Prolongez l'extrait sur la transformation numérique de La Poste en reprenant juste après sa dernière phrase.
**** Extrait à lire
A l’occasion des Assises de la Sécurité, Patrick Langrand, RSSI groupe de La Poste, est revenu sur les importants efforts récemment consentis par l’entreprise pour effectuer sa mue numérique.

Le contexte ne surprendra plus personne : face à la démocratisation d’Internet, la Poste a dû évoluer. Elle a donc engagé, il y a quelques années, un vaste plan de transformation numérique. Intervenant lors d’un atelier organisé aux Assises de la Sécurité, début octobre dernier, Patrick Langrand, RSSI groupe de l’entreprise, appelle tout de suite à la prudence : « cela peut paraître très simple », exprimé ainsi, mais une telle transformation a d’importantes implications, tant organisationnelles que techniques.
********
**** Données fournies
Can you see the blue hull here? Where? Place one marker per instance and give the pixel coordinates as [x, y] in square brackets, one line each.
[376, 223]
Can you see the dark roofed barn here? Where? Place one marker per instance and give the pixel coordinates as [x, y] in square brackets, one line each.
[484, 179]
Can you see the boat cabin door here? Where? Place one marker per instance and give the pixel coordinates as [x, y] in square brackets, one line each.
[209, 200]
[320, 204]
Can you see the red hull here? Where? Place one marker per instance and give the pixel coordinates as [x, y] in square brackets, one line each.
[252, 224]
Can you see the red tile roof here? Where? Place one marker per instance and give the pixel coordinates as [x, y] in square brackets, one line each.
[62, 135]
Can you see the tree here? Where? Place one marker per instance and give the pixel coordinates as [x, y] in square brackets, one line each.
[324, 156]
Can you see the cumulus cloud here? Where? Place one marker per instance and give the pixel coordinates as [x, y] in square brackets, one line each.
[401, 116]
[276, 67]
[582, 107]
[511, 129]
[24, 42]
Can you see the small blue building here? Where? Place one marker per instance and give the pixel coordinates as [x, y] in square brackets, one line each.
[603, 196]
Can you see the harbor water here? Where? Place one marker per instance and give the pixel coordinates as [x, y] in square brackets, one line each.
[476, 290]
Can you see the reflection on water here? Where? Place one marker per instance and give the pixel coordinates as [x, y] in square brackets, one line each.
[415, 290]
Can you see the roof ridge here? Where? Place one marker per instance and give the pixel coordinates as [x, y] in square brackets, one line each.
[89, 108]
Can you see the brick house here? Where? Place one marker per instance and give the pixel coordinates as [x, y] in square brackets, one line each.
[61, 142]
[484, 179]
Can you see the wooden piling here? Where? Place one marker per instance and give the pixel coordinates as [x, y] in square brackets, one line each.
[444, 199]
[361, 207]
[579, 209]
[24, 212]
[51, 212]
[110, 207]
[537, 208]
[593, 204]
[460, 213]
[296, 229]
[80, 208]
********
**Réponse rédigée:**
Début 2010, Patrick Langrand décrivait ainsi Internet : « la pire des choses qui nous soit arrivée depuis 10 ans ». Un boîte de Pandore, en somme : « en l'ouvrant, on s'est créé du business mais on s'est créé aussi beaucoup de soucis ». Fidèle à son ambition de « travailler dans l'anticipation », dans la mesure du possible, mais toutefois contraint par la réalité, il a donc posé la question, il y a deux ans, avec ses équipes, de l’évolution des infrastructures du groupe, pour arriver à un constat : l’impératif d’une rupture, du passage à un modèle qu’il définit comme celui d’un « opérateur ».

De fait, la Poste était confrontée à une croissance importante de ses flux réseaux, mais aussi des interactions avec ses partenaires ou encore ses clients pour finalement se retrouver avec ce dont de plus en plus d’entreprises font régulièrement l’expérience : la connexion avec beaucoup de choses « en dehors de l’entreprise ». De quoi faire émerger le « besoin de repenser l’accès et la circulation des flux », explique Patrick Langrand.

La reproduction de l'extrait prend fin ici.